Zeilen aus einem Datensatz
===============
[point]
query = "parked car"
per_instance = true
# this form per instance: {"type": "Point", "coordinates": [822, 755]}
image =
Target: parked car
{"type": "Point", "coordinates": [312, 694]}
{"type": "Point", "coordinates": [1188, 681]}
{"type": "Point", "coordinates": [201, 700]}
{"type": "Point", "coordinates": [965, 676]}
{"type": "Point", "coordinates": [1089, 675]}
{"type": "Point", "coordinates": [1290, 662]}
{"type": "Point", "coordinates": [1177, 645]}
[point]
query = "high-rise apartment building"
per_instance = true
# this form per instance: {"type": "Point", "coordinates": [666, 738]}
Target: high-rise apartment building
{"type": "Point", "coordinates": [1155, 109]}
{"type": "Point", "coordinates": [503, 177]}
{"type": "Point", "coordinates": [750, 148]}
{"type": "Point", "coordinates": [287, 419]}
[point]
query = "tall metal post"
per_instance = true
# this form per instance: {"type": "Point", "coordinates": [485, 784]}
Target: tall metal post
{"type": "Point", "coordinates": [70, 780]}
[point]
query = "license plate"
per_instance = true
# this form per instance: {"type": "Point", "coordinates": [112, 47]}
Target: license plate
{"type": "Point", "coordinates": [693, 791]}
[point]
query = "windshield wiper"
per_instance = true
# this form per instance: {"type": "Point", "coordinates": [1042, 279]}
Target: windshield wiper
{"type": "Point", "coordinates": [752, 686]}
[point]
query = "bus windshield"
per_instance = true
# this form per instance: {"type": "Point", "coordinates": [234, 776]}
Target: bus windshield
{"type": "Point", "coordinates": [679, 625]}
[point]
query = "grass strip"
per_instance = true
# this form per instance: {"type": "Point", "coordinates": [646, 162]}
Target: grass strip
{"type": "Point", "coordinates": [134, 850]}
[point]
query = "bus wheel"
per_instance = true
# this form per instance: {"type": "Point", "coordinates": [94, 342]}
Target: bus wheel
===============
▶ [AUFGABENBESCHREIBUNG]: Kannst du sämtliche Zeilen der Daten oben als nummerierte Liste umschreiben und dabei die Leerzeilen weglassen?

▶ [SCHRIFTLICHE LÖSUNG]:
1. [point]
2. query = "parked car"
3. per_instance = true
4. # this form per instance: {"type": "Point", "coordinates": [822, 755]}
5. image =
6. Target: parked car
7. {"type": "Point", "coordinates": [312, 694]}
8. {"type": "Point", "coordinates": [1188, 681]}
9. {"type": "Point", "coordinates": [201, 700]}
10. {"type": "Point", "coordinates": [965, 676]}
11. {"type": "Point", "coordinates": [1089, 675]}
12. {"type": "Point", "coordinates": [1290, 662]}
13. {"type": "Point", "coordinates": [1177, 645]}
14. [point]
15. query = "high-rise apartment building"
16. per_instance = true
17. # this form per instance: {"type": "Point", "coordinates": [666, 738]}
18. Target: high-rise apartment building
19. {"type": "Point", "coordinates": [1155, 109]}
20. {"type": "Point", "coordinates": [503, 177]}
21. {"type": "Point", "coordinates": [750, 148]}
22. {"type": "Point", "coordinates": [287, 419]}
23. [point]
24. query = "tall metal post"
25. per_instance = true
26. # this form per instance: {"type": "Point", "coordinates": [485, 784]}
27. Target: tall metal post
28. {"type": "Point", "coordinates": [70, 780]}
29. [point]
30. query = "license plate"
31. per_instance = true
32. # this form per instance: {"type": "Point", "coordinates": [112, 47]}
33. Target: license plate
34. {"type": "Point", "coordinates": [693, 791]}
35. [point]
36. query = "windshield wiper"
37. per_instance = true
38. # this form per instance: {"type": "Point", "coordinates": [1042, 279]}
39. Target: windshield wiper
40. {"type": "Point", "coordinates": [752, 686]}
41. [point]
42. query = "bus windshield"
43. per_instance = true
44. # this form per instance: {"type": "Point", "coordinates": [234, 776]}
45. Target: bus windshield
46. {"type": "Point", "coordinates": [679, 625]}
47. [point]
48. query = "grass strip"
49. per_instance = true
50. # this form per instance: {"type": "Point", "coordinates": [646, 162]}
51. Target: grass strip
52. {"type": "Point", "coordinates": [134, 850]}
53. [point]
54. query = "bus wheel"
55. per_instance = true
56. # this form per instance: {"type": "Point", "coordinates": [94, 342]}
57. Target: bus wheel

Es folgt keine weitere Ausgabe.